:: Görev Koşulları ::
1) Bolluk paradoksu yazısına göre dünyanın yirminci yüzyıldan çok daha az güvenli bir yer olmaya başlaması insanlarda neye yol açıyor?
2) Bolluk paradoksu yazısını son cümlesinden sonrası için sürdürün.

:: Verilen Metin ::
Cuma, Nisan 19, 2024

Bolluk paradoksu

İktisadın kurallarından biri de elde edilen her kazanımın karşılığında er ya da geç bir bedelin ödenmesi gerektiğidir. Hem dünya hem de Türkiye için bu bedelin ödeme zamanı artık gelmiştir.

Ortalık toz duman.

Seçim sonrası bir dağınıklık aldı başını gidiyor. Muhalefetin onca çabasına rağmen, böyle bir fırsatın değerlendirilememesi ülkedeki muhalif kesimleri düşündürüyor.

Anlamaya çalışıyorlar olanı biteni. Sadece Türkiye değil, aynı zamanda dünya da bu olanlara bir anlam vermeye çalışıyor.

Genellikle cevap tüm dünyada yükselen aşırı “milliyetçilik” ve popülizm” algısı etrafında düğümleniyor. Dünyanın yirminci yüzyıldan çok daha az güvenli bir yer olmaya başlaması insanları korkutuyor, içe kapanmalarına neden oluyor.

Bugün yükselen milliyetçiliğin on dokuzuncu yüzyıl sonundan yirminci yüzyılın başına kadar süren dönemdeki şeklinden farklılıkları da var doğrusu. Öncelikle milliyetçi yükselişe neden olan etmenler bakımından ciddi farklılıklar var.

:: Veri Seti Alıntısı ::

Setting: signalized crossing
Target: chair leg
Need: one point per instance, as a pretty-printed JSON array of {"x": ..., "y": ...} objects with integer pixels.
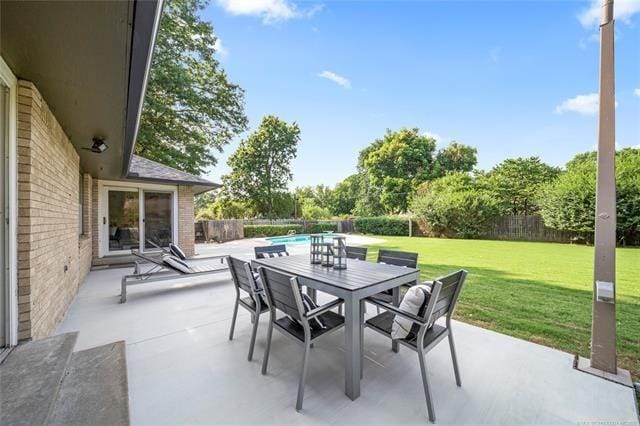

:: Görev Yanıtları ::
1) İnsanları korkutuyor ve içe kapanmalarına neden oluyor.

2)
O günlerde yaşanan ekonomik gelişmelerin ve sanayileşmenin sonucunda önemi artan milli pazarların, bu ülkelerin sermaye birikimleri için önemli hâle gelmesi ve bu yüzden milli pazarların korunmaya muhtaç görülmesi o zamanlardaki milliyetçiliğe kaynaklık etmiştir. Bugün ise pazarlar bütünleşmiştir; küreselleşmiş bir dünyada diğerlerinden ayrık bir şekilde korunabilmeleri kolay değildir. Dolayısıyla milli sınırlar içine hapsolmuş bir pazar gerçeği bu yüzyıla ait bir gerçeklik değildir.  Bu yüzden geçmişin milliyetçilik anlayışına kaynaklık eden koşulların bu yüzyılda olmadığını görüyoruz.

Bir yandan küreselleşmeye paradoksal bir şekilde dâhil olup onunla baş etmek, diğer yandan teknolojik gelişmelerin ülkelerdeki toplumsal ve ekonomik yapı üstüne yaptığı tahribatla nasıl baş edileceğini bilmemek insanları güvensizlik içine hapsediyor. Umutlarını kırıyor.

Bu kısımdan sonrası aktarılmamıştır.